AIM OF THE TASK: Edit the items between the line holding "Where can the black jersey" and the line holding "point(203, 206)", inclusive, so that "jersey" becomes "shirt" and everything else stays the same. Return only those lines.

** Start **

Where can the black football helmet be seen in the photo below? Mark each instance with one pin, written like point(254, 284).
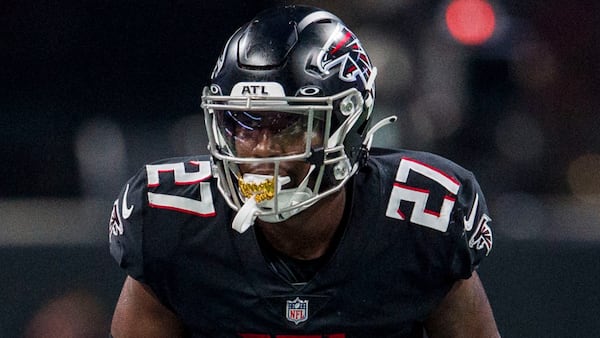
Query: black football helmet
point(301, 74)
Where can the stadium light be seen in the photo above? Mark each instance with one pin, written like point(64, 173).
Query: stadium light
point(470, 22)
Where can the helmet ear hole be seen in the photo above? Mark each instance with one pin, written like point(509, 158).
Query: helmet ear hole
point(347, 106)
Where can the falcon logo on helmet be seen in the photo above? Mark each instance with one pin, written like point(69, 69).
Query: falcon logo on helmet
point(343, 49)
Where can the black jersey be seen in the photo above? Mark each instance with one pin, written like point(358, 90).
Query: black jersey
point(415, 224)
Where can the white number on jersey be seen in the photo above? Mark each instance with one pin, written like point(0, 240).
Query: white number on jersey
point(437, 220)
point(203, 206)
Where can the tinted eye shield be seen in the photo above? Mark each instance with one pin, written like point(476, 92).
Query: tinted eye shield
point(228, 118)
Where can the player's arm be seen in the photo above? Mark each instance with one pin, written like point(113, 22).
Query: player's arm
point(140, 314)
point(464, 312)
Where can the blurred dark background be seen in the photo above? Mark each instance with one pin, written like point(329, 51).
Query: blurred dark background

** End **

FINAL ANSWER:
Where can the black shirt be seen in the photo above? Mark each instance with one pin, written like point(358, 90).
Query: black shirt
point(415, 224)
Where can the white number on shirt be seen in the photo above? Mark each instance with one pin, written like point(0, 240).
Query: white number on shirt
point(437, 220)
point(203, 206)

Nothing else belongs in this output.